##### Recorded data
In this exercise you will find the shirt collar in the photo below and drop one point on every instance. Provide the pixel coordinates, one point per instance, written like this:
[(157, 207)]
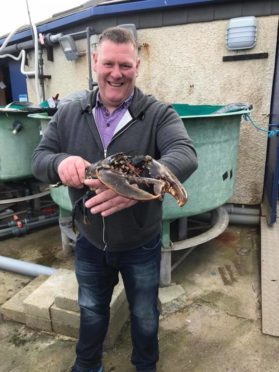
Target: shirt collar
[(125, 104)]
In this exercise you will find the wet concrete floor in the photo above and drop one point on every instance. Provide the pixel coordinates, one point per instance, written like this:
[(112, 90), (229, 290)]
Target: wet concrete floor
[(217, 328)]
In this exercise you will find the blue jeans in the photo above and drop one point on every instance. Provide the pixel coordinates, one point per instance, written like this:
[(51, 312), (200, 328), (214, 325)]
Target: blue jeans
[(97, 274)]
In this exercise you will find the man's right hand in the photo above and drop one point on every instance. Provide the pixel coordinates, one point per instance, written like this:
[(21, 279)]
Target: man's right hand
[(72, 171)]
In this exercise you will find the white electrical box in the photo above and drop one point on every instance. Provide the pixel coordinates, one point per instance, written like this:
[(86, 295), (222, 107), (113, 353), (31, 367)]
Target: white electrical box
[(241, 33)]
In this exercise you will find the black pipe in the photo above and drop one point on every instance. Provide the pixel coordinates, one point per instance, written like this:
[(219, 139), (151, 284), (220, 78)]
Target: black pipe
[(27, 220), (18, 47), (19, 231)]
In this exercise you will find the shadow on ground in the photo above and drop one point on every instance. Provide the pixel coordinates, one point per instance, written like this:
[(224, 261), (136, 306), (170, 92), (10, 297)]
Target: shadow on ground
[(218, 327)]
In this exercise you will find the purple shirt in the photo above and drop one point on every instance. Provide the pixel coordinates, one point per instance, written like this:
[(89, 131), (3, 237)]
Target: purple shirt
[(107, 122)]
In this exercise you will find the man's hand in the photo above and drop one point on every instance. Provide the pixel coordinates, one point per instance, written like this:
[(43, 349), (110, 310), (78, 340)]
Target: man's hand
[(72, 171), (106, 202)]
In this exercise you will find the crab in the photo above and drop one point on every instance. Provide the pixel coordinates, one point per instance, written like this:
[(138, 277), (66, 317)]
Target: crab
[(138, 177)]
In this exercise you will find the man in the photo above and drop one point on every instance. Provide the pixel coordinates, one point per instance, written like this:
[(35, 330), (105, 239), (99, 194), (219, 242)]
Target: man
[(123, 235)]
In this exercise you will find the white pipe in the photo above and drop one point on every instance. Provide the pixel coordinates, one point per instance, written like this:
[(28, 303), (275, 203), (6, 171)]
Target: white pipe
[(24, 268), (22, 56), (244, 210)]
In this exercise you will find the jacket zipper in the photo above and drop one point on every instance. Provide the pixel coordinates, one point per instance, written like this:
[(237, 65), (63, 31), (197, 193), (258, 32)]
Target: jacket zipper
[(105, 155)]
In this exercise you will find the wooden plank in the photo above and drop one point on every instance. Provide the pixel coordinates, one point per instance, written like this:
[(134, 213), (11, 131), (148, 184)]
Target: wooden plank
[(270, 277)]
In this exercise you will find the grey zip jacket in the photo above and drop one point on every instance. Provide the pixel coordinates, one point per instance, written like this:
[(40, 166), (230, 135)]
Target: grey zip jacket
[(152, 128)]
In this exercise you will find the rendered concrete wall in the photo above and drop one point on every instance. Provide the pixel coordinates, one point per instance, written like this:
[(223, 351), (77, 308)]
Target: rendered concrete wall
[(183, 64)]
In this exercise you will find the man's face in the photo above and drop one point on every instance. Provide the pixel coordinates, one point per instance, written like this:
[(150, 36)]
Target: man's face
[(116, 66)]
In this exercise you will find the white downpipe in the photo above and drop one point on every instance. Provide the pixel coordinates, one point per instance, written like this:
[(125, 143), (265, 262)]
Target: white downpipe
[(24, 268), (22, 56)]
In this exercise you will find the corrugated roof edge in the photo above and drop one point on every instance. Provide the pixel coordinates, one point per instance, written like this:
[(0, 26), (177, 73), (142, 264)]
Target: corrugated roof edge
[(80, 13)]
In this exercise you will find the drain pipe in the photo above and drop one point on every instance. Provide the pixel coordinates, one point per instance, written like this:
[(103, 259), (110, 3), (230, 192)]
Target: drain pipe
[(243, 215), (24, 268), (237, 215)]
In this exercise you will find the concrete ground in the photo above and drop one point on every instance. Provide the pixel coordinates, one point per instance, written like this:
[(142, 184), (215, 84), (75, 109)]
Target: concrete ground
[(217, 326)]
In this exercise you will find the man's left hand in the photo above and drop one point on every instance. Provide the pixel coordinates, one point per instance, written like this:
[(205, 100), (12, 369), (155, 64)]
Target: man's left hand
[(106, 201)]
##########
▸ What is required
Rewrite all of the records above, substituting "place a single point" for every occurrence of "drop one point" and leaving everything else unchanged. Omit the pictures from your version.

▸ Task output
In this exercise you will find the shirt collar in the photo below and place a single point on every instance. Provide the pixel coordinates, one point per instance, written like this:
[(157, 207)]
Target: shirt collar
[(125, 104)]
In this exercise you will find the wet concrete floor in the photo above and place a single point on every instance. Provide the pixel coordinates, one point per instance, written like this:
[(112, 90), (229, 290)]
Target: wet concrete floor
[(217, 328)]
In this exercise you will find the blue jeans in the photo above and place a single point on every instance. Provide the pixel coordinates, one point per instance, written like this:
[(51, 312), (200, 328), (214, 325)]
Target: blue jeans
[(97, 274)]
In this exercise you will find the man's right hand in the photo above and place a single point on every instance. Provide the pixel coordinates, one point per instance, written like this:
[(21, 279)]
Target: man's right hand
[(72, 171)]
In this exercise you will find the white electrical box in the photo above and place a single point on every instance. Provide the pixel coordinates, one point per instance, written like this:
[(86, 295), (222, 107), (113, 353), (31, 367)]
Target: white electrical box
[(241, 33)]
In this exercise you will find the black pipe in the photo above and place a single point on every instance. Provide the pixel coordinates, one point per instance, written like this:
[(219, 139), (151, 284), (220, 78)]
Target: black pipe
[(27, 220), (18, 47), (19, 231)]
In this exercise you will find the shadow on ground in the photo above and place a single point on every instance. Provide the pixel coordinates, one point per instance, written like this:
[(224, 261), (136, 306), (170, 92), (10, 297)]
Target: shadow on ground
[(218, 327)]
In this exercise you will find the purple shirt in the photo above and place a single point on every instance. Provide the pixel coordinates, one point per instance, written like this:
[(89, 131), (3, 237)]
Target: purple shirt
[(107, 122)]
In this exercise you will find the man's hand in the photo above and place a single point on every instance. Provide the pixel coordinates, one point per instance, written like this:
[(43, 349), (110, 310), (78, 340)]
Target: man's hand
[(72, 171), (106, 202)]
In this exercise you will find the crab in the photo above and place a single point on every instance. Provide the pixel coordinates, one point per instance, written like this:
[(138, 277), (66, 317)]
Target: crab
[(138, 177)]
In this exercise you will find the man in the photo above and place a single point on every instance. Provide the pixel coordinates, one point per instance, written like this:
[(35, 330), (105, 239), (99, 194), (219, 242)]
Target: man
[(123, 235)]
In this exercise you will find the white pipe in the photo above and place a single point on every instance. Provide the pixel coordinates, one point per instance, written like this:
[(28, 303), (275, 203), (6, 171)]
Target: white pipe
[(24, 268), (22, 56), (244, 210)]
In this exercise you will find the jacket zipper in the photo above and place a single point on every instance. Provide the pixel coordinates, one point per instance, written like this:
[(237, 65), (63, 31), (197, 193), (258, 32)]
Target: jacket zipper
[(105, 155)]
In this exercise you will find the wooden plank in the photo above and place a single point on every instance. Provide the pixel coordinates, one point per instance, written like this:
[(134, 213), (11, 131), (148, 184)]
Target: wooden plank
[(270, 277)]
In this exercise you will find the grey zip jacket in the photo above and place a single point on every instance. Provide the pixel coordinates, one point per instance, written like this:
[(40, 166), (230, 135)]
Target: grey zip jacket
[(152, 128)]
In this exercise you will find the rendered concrete wall in the photo above and place a single point on every instance. Provide the pixel coordinates, one point per instance, written like this:
[(223, 351), (77, 308)]
Target: rendered concrete wall
[(183, 64)]
In this exercise you will find the man's face in the photo above and place a single point on every instance. Provide the pixel coordinates, one point per instance, written like this:
[(150, 36)]
Target: man's face
[(116, 66)]
In this exercise you will find the white downpipe in the photo above and place a single point on every instance. Provide the pixel coordinates, one point per instance, written like this:
[(125, 143), (265, 262)]
Target: white downpipe
[(24, 268), (22, 56)]
In this exercise you will find the corrugated roof edge in the photo above and place a single point on every instance. Provide the pixel coordinates, one point per instance, written like this:
[(0, 26), (177, 73), (142, 264)]
Target: corrugated roof edge
[(80, 13)]
In this exercise you will find the drain pipe in the photo above and place a single point on every instance. Provide the pixel coordinates, one point per instance, written like this:
[(103, 259), (110, 3), (230, 192)]
Target: drain pipe
[(243, 215), (24, 268), (237, 215)]
In this exercise you will find the concrete ground in the photo above and place a single point on every instance. Provide the pixel coordinates, one point per instance, written like this:
[(142, 184), (215, 84), (75, 109)]
Target: concrete ground
[(217, 326)]
In this exercise you will find the man's left hand in the photo above and place a single point on every instance. Provide the pixel coordinates, one point per instance, written like this:
[(205, 100), (12, 369), (155, 64)]
Target: man's left hand
[(106, 201)]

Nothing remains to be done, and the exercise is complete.